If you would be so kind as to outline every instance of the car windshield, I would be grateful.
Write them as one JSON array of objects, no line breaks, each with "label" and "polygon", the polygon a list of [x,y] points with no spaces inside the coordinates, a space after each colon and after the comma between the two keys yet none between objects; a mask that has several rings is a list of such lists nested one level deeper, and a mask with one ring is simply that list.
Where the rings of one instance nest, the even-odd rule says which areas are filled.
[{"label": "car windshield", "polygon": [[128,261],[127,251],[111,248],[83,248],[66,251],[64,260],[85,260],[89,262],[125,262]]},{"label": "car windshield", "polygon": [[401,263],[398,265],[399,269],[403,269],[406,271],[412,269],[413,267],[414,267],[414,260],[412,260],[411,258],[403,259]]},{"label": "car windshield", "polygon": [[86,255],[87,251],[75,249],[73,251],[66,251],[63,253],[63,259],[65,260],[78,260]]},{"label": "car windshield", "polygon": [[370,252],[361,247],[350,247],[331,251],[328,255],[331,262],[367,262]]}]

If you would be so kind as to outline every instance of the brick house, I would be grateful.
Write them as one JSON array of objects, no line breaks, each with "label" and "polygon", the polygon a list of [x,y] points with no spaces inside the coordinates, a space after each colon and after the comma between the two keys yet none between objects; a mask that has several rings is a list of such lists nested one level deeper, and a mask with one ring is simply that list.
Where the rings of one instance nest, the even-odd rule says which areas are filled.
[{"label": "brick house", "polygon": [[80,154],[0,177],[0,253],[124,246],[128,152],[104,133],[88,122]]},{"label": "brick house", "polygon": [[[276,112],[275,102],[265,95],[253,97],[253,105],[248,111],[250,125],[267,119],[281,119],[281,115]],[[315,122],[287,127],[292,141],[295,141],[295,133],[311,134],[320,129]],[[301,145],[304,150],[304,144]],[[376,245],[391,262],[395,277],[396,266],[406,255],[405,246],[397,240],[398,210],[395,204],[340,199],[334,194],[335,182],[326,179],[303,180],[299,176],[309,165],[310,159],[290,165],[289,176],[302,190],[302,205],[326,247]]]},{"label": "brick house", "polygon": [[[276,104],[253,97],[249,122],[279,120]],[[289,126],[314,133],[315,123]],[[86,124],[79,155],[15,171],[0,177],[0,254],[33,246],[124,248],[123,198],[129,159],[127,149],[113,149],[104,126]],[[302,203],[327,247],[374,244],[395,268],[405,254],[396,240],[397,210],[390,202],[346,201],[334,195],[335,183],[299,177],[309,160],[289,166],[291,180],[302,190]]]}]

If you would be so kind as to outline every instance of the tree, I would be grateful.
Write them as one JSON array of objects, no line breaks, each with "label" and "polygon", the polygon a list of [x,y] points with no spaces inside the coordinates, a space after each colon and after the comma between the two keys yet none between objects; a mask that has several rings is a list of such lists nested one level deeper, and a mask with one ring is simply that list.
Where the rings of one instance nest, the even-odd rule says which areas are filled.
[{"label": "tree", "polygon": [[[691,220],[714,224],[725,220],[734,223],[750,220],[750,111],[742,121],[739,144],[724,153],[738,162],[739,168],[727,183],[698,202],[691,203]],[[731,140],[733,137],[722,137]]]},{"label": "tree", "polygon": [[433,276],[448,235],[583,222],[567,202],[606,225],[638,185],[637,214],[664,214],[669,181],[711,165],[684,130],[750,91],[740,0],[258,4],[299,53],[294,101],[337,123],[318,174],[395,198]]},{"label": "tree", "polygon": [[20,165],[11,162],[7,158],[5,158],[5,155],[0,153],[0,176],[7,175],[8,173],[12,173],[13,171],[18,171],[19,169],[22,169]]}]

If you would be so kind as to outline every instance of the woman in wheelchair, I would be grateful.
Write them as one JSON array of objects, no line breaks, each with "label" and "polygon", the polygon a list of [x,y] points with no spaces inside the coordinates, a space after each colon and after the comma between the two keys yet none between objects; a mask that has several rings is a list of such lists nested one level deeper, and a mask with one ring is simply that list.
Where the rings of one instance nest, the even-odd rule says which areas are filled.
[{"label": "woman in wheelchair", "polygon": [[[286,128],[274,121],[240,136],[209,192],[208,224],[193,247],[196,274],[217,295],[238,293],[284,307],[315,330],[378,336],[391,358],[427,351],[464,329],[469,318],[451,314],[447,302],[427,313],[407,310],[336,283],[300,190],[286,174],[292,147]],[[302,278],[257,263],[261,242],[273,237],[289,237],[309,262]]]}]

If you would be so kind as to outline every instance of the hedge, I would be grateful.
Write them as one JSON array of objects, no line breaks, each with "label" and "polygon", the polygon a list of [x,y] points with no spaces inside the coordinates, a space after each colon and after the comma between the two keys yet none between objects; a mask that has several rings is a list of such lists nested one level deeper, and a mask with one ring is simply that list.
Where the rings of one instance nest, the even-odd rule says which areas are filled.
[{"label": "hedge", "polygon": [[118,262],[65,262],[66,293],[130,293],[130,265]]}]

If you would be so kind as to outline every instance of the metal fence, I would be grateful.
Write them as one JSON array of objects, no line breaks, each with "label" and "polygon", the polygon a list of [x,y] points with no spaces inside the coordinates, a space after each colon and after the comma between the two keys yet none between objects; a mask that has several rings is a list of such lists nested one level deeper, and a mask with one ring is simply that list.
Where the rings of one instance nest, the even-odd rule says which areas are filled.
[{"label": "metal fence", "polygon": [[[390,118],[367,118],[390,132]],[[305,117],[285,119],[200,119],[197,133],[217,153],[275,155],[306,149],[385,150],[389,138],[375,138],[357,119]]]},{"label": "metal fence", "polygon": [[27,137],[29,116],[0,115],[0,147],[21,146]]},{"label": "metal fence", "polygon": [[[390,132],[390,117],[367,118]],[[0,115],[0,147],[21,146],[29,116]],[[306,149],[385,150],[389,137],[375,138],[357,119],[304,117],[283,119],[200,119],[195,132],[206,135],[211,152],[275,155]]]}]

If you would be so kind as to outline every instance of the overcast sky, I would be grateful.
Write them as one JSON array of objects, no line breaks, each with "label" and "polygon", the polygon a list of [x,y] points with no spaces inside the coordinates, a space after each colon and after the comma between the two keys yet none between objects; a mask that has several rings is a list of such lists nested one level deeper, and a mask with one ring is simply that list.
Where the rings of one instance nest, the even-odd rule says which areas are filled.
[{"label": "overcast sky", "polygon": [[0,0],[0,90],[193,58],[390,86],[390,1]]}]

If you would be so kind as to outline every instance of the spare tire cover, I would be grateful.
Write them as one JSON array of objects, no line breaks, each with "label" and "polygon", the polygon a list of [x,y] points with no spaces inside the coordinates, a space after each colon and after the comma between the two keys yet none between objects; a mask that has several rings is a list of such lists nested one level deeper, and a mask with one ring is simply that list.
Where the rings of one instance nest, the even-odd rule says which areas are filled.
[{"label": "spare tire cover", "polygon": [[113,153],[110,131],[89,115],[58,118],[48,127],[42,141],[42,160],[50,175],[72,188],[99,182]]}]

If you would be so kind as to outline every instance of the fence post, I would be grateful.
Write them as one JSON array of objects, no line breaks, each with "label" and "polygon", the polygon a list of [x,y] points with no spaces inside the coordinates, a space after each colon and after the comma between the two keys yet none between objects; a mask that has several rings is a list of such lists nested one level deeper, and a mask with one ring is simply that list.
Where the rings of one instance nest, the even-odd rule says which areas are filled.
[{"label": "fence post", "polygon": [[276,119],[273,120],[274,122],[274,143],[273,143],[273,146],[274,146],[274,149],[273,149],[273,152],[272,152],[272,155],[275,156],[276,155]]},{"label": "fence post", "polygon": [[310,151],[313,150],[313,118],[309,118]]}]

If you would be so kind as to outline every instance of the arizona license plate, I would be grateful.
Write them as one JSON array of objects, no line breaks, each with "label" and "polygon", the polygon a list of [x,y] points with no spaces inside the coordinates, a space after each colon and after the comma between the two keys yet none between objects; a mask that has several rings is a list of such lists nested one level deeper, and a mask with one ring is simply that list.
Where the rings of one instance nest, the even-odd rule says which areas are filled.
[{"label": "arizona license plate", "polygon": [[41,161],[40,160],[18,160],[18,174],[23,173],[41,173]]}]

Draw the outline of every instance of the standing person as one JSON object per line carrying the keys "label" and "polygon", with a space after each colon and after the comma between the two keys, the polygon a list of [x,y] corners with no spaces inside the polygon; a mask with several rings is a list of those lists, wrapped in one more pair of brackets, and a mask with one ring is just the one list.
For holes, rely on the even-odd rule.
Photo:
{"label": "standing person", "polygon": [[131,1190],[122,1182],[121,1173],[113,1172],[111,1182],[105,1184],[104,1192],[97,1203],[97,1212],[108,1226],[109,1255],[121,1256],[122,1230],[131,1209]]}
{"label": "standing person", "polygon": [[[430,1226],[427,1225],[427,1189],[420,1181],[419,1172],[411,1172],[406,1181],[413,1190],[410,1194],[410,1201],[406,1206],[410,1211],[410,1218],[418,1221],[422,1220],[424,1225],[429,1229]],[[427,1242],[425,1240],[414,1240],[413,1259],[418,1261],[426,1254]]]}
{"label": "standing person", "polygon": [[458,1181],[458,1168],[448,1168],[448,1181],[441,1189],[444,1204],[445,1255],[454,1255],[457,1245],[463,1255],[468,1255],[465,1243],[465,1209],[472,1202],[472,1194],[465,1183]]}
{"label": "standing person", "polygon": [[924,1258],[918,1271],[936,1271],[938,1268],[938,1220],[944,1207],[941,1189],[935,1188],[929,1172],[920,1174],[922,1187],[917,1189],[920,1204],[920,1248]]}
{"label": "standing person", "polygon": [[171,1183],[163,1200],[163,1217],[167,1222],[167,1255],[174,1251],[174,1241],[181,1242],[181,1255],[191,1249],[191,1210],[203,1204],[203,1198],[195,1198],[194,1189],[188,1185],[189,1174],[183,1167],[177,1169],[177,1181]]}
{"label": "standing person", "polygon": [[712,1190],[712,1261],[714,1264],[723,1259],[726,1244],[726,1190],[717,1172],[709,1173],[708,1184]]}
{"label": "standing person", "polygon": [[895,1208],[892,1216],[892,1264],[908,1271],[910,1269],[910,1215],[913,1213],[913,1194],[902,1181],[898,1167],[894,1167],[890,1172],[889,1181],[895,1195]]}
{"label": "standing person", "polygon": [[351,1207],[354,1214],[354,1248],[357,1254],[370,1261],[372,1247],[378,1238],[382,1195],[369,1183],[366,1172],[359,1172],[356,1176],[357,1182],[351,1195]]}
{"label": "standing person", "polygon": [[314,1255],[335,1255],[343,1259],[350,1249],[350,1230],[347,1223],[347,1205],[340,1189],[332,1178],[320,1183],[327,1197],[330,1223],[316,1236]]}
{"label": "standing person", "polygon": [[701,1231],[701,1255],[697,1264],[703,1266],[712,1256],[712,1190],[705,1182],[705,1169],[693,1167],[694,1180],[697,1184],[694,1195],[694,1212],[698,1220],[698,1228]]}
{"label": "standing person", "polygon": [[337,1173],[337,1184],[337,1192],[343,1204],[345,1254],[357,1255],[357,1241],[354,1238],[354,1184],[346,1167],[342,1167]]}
- - - -
PROBLEM TO SOLVE =
Your output should consist solely of the lines from the beginning of the entries through the line containing "house, I would be grateful.", reproduced exactly.

EXERCISE OUTPUT =
If you would be so kind as to outline every instance of the car windshield, I would be grateful.
Write them as one JSON array of objects, no line breaks, each with "label" and "polygon", the polygon a list of [x,y] points with no spaces inside the coordinates, a space after each colon and after the comma between the two keys yet none between objects; a mask that has several rings is a list of such lists nested one level deeper, and a mask with one ring is simply that list.
Where the rings of one instance nest, the even-odd rule says which areas are filled.
[{"label": "car windshield", "polygon": [[128,261],[127,251],[111,248],[83,248],[66,251],[64,260],[85,260],[89,262],[125,262]]},{"label": "car windshield", "polygon": [[401,263],[398,265],[399,269],[403,269],[406,271],[412,269],[413,267],[414,267],[414,260],[412,260],[411,258],[403,259]]},{"label": "car windshield", "polygon": [[86,255],[87,251],[75,249],[73,251],[66,251],[63,253],[63,259],[65,260],[78,260]]},{"label": "car windshield", "polygon": [[370,252],[361,247],[350,247],[331,251],[328,255],[331,262],[367,262]]}]

If you would be so kind as to outline every instance of the brick house, I would be grateful.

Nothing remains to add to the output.